BEGIN

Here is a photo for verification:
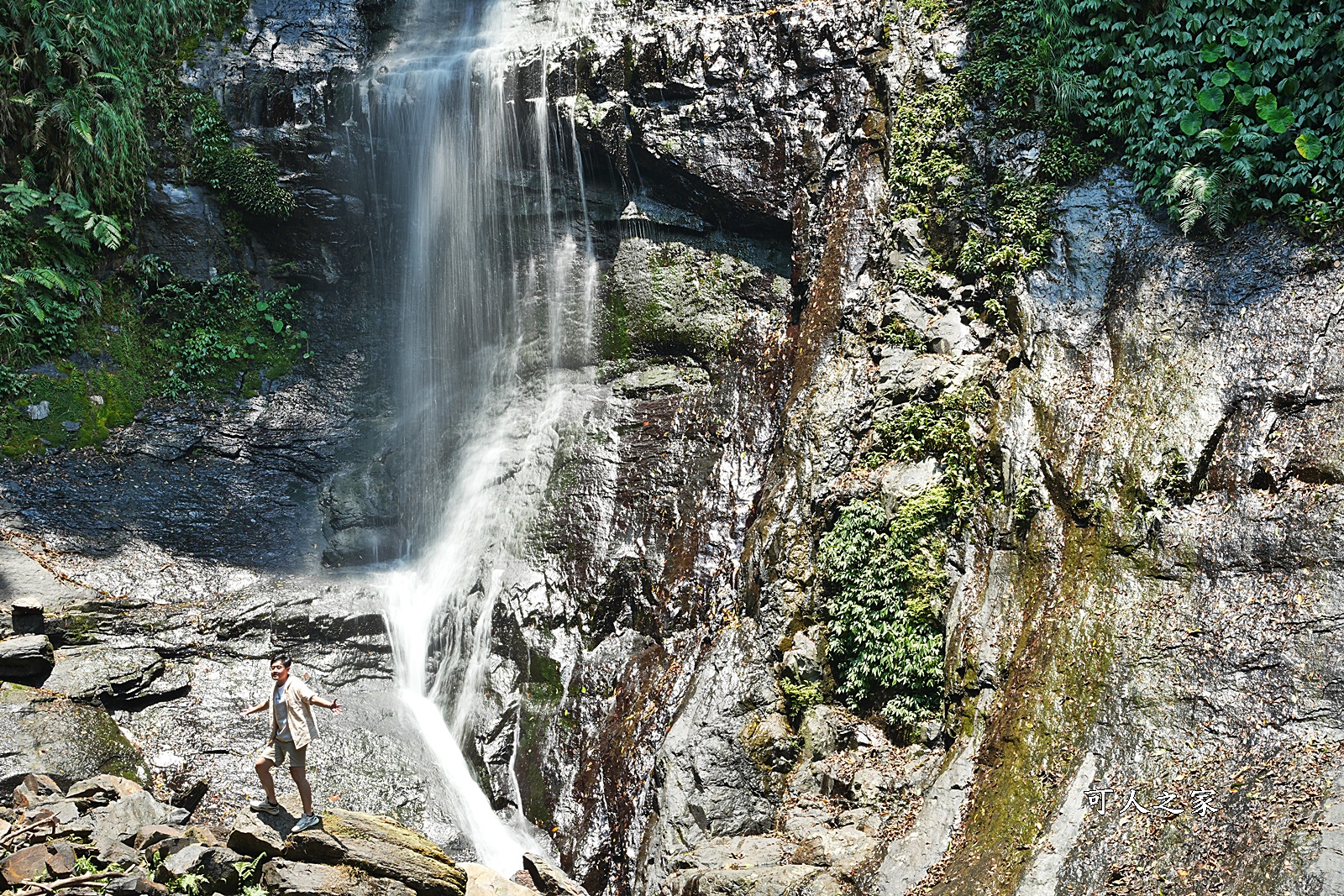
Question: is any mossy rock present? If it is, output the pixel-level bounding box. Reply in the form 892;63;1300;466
0;684;145;791
281;800;466;896
601;238;789;360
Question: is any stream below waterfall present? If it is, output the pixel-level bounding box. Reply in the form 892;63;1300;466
365;0;596;874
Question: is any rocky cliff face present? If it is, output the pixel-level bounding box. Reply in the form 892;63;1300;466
4;0;1344;896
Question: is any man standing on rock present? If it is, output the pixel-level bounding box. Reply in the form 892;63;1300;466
242;654;340;831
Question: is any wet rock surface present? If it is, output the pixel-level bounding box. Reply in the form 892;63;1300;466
8;0;1344;896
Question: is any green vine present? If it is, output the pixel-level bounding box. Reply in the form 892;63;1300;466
817;387;988;732
1042;0;1344;233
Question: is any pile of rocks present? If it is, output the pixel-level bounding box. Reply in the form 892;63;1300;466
0;773;480;896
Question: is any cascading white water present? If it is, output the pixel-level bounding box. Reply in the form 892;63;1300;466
368;0;596;873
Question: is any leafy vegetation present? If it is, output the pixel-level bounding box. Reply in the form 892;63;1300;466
817;388;988;731
0;0;307;454
1042;0;1344;233
889;0;1100;289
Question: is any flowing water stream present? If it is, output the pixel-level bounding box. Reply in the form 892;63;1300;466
367;0;596;873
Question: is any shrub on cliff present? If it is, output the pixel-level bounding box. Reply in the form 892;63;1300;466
1042;0;1344;233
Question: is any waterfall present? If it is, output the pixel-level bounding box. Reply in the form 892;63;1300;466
367;0;596;873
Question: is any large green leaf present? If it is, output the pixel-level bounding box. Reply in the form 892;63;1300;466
1293;130;1326;161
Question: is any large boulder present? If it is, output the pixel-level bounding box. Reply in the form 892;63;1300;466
276;802;466;896
157;844;244;894
0;840;76;887
0;634;55;686
663;865;852;896
228;797;302;856
461;862;536;896
521;853;589;896
43;643;191;701
66;775;144;809
89;790;170;844
260;858;414;896
0;684;144;791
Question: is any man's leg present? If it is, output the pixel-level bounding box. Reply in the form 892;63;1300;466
289;766;313;815
257;757;277;804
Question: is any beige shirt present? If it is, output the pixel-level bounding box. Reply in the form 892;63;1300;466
270;674;318;750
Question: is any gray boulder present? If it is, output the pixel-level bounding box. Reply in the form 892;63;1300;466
522;853;587;896
278;810;466;896
663;865;851;896
0;634;55;686
228;799;301;856
45;643;188;700
157;844;244;894
260;858;415;896
0;684;144;790
9;598;45;634
89;790;168;844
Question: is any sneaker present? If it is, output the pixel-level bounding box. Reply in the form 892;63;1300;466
291;813;323;834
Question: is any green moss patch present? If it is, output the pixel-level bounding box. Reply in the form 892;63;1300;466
600;238;789;360
0;274;311;457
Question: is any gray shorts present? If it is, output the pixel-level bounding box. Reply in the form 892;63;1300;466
257;737;307;768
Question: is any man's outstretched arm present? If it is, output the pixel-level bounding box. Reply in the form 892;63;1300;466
307;694;340;712
242;700;270;719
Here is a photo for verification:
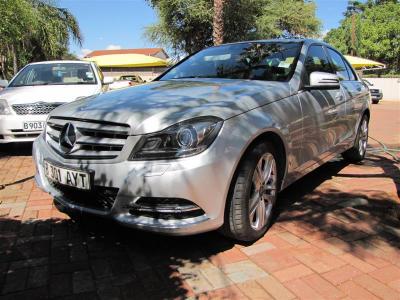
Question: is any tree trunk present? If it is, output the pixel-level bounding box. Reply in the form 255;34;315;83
11;44;18;75
213;0;227;45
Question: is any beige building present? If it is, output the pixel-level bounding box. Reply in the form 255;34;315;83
85;48;169;81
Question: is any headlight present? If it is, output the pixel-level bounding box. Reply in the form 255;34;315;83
129;117;223;160
0;99;11;115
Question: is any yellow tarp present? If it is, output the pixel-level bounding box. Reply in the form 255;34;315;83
345;55;386;69
84;54;167;68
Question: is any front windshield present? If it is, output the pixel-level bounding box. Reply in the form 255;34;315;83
10;63;96;87
160;42;301;81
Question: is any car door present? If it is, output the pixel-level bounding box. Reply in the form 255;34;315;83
299;44;344;168
327;47;363;143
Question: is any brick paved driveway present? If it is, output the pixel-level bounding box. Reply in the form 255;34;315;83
0;101;400;299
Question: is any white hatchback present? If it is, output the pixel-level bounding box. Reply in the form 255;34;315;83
0;61;108;144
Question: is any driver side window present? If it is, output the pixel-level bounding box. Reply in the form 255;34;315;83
304;45;333;82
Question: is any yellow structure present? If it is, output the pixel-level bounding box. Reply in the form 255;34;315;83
84;54;167;68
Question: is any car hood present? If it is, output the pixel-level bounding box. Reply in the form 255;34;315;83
50;79;290;135
0;84;99;105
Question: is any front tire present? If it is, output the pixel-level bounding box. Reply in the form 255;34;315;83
222;142;281;242
342;115;369;163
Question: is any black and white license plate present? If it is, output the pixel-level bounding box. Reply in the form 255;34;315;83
22;121;44;131
43;161;90;190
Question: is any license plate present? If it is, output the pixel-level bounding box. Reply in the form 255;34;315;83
23;121;44;131
44;161;90;190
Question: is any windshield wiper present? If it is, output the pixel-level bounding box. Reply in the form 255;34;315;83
171;76;203;79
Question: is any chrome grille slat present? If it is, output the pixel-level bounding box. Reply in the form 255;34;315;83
11;102;64;115
46;117;129;160
77;136;126;147
47;118;129;135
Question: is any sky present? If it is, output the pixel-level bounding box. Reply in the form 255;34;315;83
58;0;348;57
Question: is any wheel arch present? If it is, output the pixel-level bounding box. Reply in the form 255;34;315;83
221;128;287;234
225;128;287;199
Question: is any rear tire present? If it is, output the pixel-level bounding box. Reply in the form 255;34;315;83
342;115;369;163
222;142;281;242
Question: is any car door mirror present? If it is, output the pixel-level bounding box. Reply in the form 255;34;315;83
0;79;8;88
103;77;114;85
305;72;340;90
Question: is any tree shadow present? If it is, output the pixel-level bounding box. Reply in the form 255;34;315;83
276;154;400;253
0;217;234;299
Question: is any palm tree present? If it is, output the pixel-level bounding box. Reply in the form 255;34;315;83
213;0;227;45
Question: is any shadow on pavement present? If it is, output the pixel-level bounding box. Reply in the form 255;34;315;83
0;155;400;299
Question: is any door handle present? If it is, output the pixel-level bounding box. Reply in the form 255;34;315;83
335;93;343;102
326;108;338;115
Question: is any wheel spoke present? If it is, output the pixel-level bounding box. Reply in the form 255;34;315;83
249;193;260;220
249;153;277;230
263;155;274;183
256;200;266;229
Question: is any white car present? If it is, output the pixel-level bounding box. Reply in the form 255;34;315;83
0;61;111;144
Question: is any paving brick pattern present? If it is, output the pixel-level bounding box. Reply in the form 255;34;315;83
0;102;400;300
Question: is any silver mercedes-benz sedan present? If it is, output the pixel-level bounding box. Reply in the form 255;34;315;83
33;39;370;241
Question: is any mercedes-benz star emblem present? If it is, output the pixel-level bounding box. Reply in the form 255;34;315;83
59;123;76;153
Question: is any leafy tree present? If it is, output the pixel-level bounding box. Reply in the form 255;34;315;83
145;0;320;54
0;0;82;78
325;0;400;72
213;0;226;45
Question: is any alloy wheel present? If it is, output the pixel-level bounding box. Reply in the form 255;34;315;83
249;153;277;230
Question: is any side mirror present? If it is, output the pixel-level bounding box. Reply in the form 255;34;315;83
305;72;340;90
0;79;8;88
103;77;114;85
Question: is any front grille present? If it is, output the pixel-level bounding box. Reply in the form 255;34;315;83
12;102;63;115
46;117;129;159
51;182;118;211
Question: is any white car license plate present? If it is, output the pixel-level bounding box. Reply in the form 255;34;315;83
23;121;44;131
44;161;90;190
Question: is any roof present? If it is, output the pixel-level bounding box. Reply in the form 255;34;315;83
85;48;168;57
30;60;88;65
345;55;386;70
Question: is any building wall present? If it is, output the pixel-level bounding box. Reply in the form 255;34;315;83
366;78;400;101
101;67;167;81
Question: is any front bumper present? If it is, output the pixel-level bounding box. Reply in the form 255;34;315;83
0;114;47;144
33;136;234;235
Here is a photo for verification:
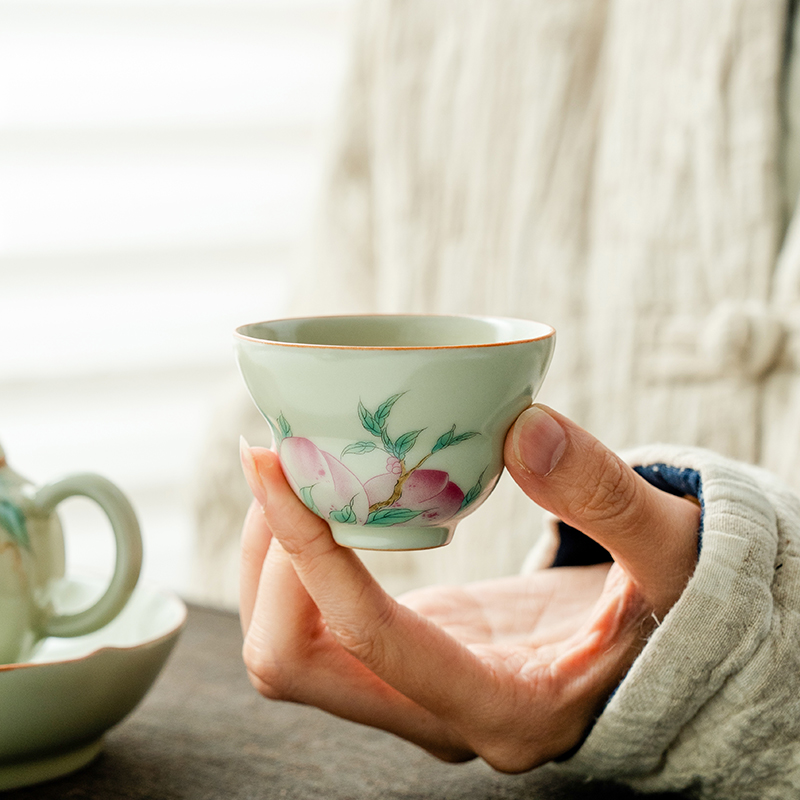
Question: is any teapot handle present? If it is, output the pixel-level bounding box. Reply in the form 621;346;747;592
33;473;142;637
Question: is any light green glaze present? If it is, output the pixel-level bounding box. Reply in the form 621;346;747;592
0;449;142;664
236;316;555;550
0;581;186;791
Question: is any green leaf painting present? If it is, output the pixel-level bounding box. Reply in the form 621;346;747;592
278;414;292;439
375;392;405;430
300;486;319;516
367;508;422;528
342;442;378;457
330;498;358;525
358;401;381;436
280;392;485;527
0;500;31;549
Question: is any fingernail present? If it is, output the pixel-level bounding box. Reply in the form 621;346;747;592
512;406;567;476
239;436;267;506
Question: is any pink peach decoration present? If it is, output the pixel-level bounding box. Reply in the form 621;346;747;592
273;394;483;527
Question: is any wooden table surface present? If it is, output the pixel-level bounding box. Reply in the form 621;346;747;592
3;607;677;800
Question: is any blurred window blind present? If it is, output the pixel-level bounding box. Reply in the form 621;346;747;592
0;0;350;591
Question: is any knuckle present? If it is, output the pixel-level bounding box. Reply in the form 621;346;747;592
242;640;293;700
328;602;398;672
476;737;547;775
571;443;641;524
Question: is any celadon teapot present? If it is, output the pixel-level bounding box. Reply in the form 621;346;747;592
0;446;142;664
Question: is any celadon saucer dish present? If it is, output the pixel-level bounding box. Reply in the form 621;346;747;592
236;315;555;550
0;580;186;791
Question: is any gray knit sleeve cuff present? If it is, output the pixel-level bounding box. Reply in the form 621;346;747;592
552;445;800;799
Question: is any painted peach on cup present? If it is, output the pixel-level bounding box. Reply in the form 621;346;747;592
236;315;555;550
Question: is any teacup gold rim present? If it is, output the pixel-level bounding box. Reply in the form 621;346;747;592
234;314;556;352
0;590;189;675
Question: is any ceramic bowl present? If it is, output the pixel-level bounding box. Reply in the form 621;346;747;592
236;315;555;550
0;581;186;791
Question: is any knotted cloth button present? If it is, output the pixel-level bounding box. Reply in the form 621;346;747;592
699;302;786;378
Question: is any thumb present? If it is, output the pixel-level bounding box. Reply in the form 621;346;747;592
505;405;700;613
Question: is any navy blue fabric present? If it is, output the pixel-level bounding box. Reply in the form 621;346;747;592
552;464;705;763
550;464;705;567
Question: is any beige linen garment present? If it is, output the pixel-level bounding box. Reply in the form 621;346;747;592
208;0;800;589
192;0;800;798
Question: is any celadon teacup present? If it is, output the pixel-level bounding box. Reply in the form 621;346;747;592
235;315;555;550
0;448;142;664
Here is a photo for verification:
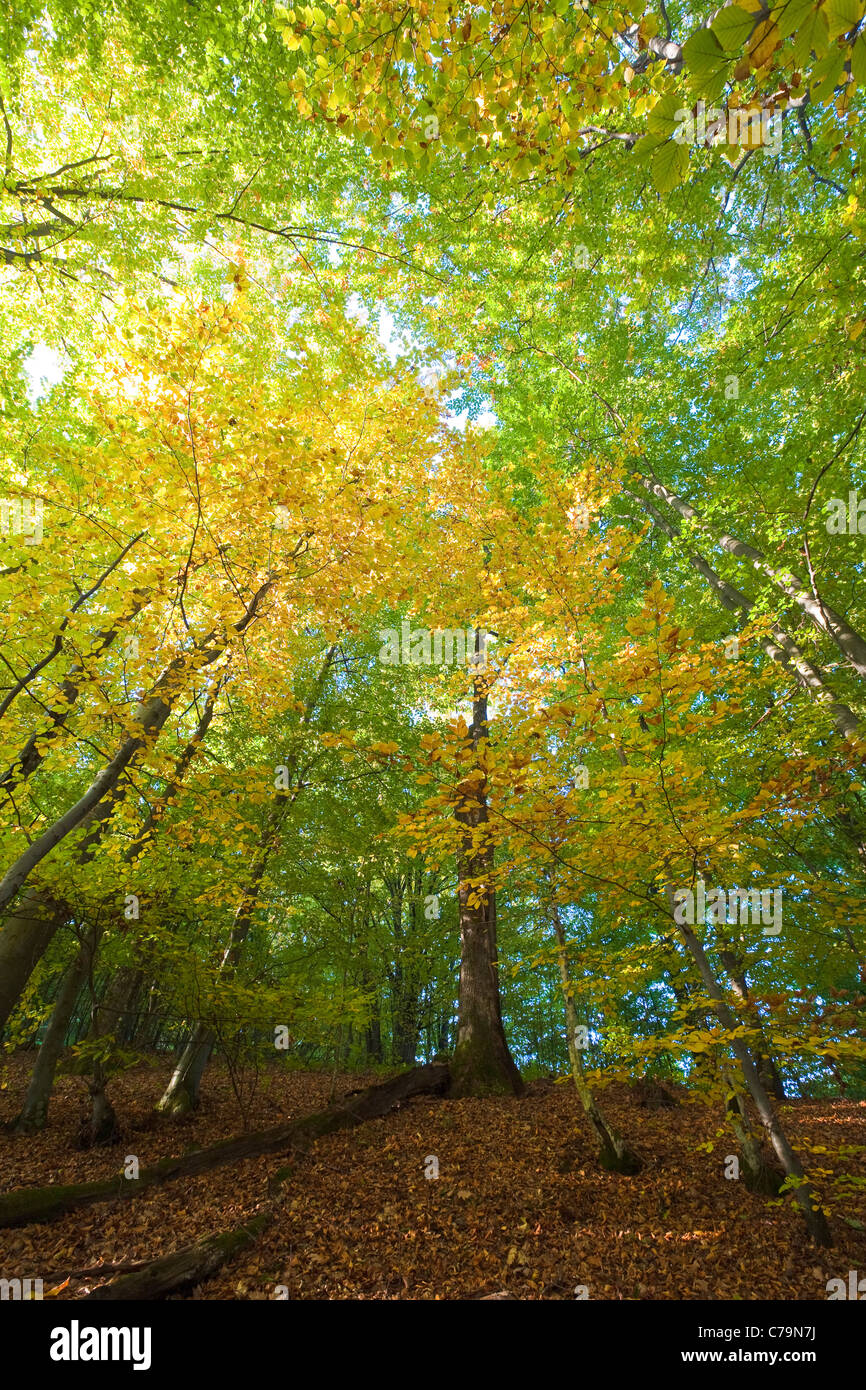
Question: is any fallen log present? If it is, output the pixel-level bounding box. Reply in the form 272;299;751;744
79;1211;274;1302
0;1062;449;1227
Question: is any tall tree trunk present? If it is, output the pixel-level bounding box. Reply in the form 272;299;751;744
664;884;833;1245
450;630;523;1095
624;488;860;738
0;888;68;1033
553;906;641;1175
14;927;99;1134
157;642;336;1115
641;474;866;677
719;949;785;1101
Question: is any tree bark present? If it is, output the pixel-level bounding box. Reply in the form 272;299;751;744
641;473;866;677
14;927;99;1134
0;1062;449;1227
553;906;641;1175
664;884;833;1245
450;631;523;1097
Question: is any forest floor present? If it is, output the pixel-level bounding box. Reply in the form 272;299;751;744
0;1056;866;1300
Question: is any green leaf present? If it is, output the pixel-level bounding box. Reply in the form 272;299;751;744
773;0;815;39
652;140;688;193
792;10;830;64
717;0;756;53
824;0;866;39
809;49;845;101
683;29;727;78
851;33;866;86
631;135;666;164
650;92;691;134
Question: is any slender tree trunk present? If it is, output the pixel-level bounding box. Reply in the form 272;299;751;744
719;951;785;1101
14;927;99;1134
157;644;336;1115
553;906;641;1175
450;631;523;1095
666;884;833;1245
626;488;859;738
641;474;866;677
0;888;68;1033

END

Report how many lines in the entries above contain the string "waterfall", with case counting. Give only the number.

2